Work request 1 >>
Could you give the cancer prevention passage again, starting at "Dr Graham Colditz" and ending at "of breast cancer.", with "epidemiologist" swapped for "scientist"?
Work request 2 >>
Can you go on with the piece about cancer screening and prevention research from the point where it stops?

Extracted text >>
━━━━━━━━━━
We asked SCPN friends and advisors to tell us about a report/paper/findings/work on cancer screening and prevention that has been published this year and has made them stop and think. The works span a wide range of areas from very detailed scientific investigation, reviews of physical activities, and blogs of model work. We find them a complete inspiration. When only 3% of the NCRI research budget is spent on prevention and virtually nil on implementation research; these papers provide a window on some of the very good reasons why cancer screening and prevention should be a leading part of cancer control research.


Dr Graham Colditz is an internationally recognized leader in cancer prevention. As an epidemiologist and public health expert, he has a longstanding interest in the preventable causes of chronic disease, particularly among women. He is also interested in strategies to speed translation of research findings to prevention strategies that work. His past research has focused on the health effects of smoking, weight and weight gain, physical activity, diet, and the adverse effects of medications such as postmenopausal hormone therapy, documenting that current use increases risk of breast cancer.
━━━━━━━━━━
Extracted records >>
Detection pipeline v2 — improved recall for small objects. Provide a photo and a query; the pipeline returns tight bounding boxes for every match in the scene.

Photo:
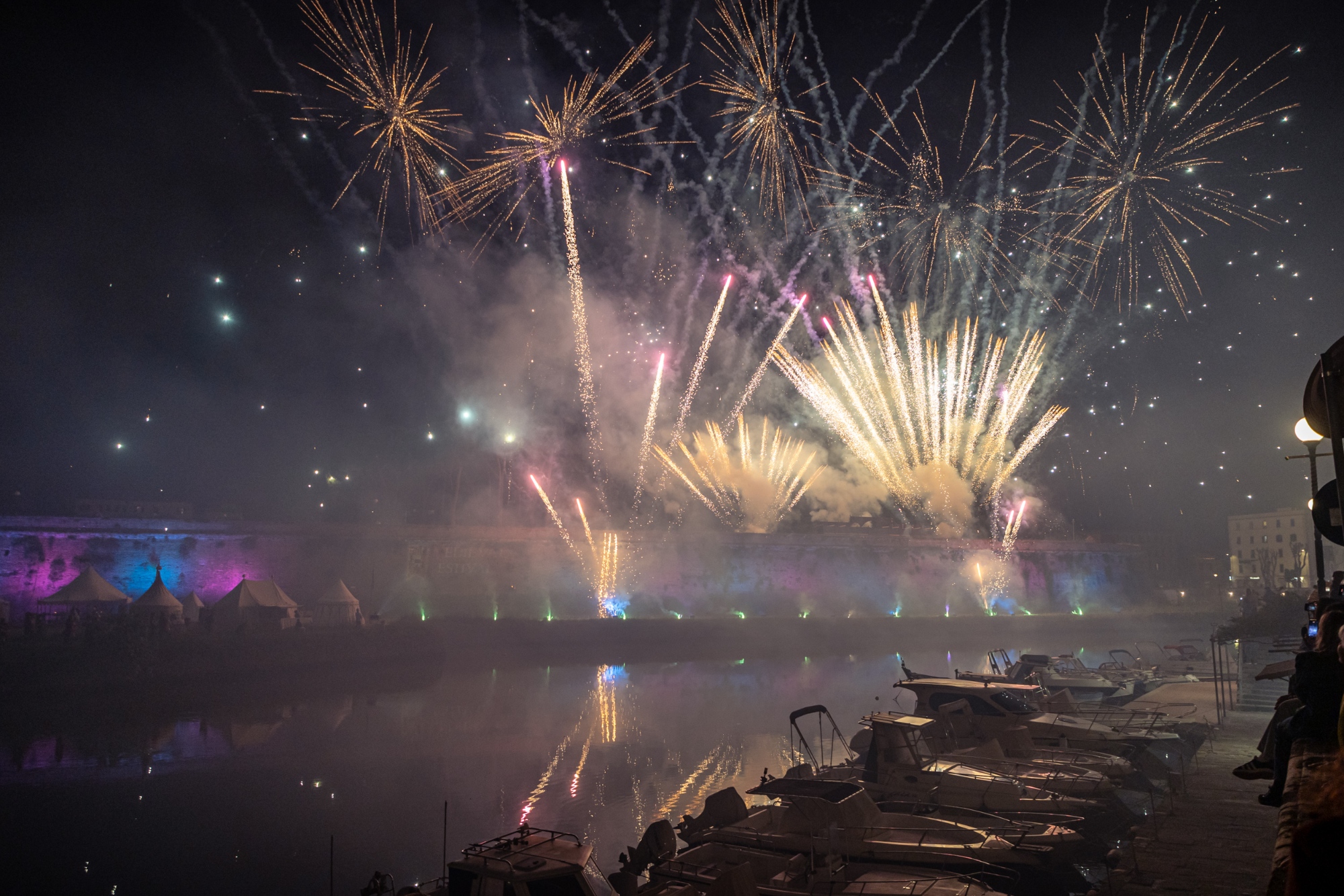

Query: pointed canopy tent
[210,579,298,626]
[313,579,359,625]
[180,591,206,622]
[38,567,130,607]
[130,567,181,619]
━━━━━━━━━━
Response box 1 >>
Dr Graham Colditz is an internationally recognized leader in cancer prevention. As an scientist and public health expert, he has a longstanding interest in the preventable causes of chronic disease, particularly among women. He is also interested in strategies to speed translation of research findings to prevention strategies that work. His past research has focused on the health effects of smoking, weight and weight gain, physical activity, diet, and the adverse effects of medications such as postmenopausal hormone therapy, documenting that current use increases risk of breast cancer.

Response box 2 >>
Graham’s nominated paper of the year is: Steele, CB., Thomas, CC., Jane Henley, SJ., et al. (2017) ‘Vital Signs: Trends in Incidence of Cancers Associated with Overweight and Obesity — United States, 2005–2014’ MMWR Morb Mortal Wkly Rep, 66: 1052–1058.

Graham chose this paper because…

Obesity undeniably causes cancer.  This 2017 MMWR report highlights that between 2005 and 2014, 40 percent of all cancers diagnosed in the United States were obesity-related disease.  With close to 60 percent of today’s children in the US projected to become obese in young adulthood, young adult cancer rates will likely rise dramatically. In those under age 50, there is already an increasing burden of cancer, including myeloma as well as pancreatic and colorectal cancers. Such findings highlight the need for real and effective efforts at obesity prevention at many levels, including clinical interventions which have great potential but are too rarely used.”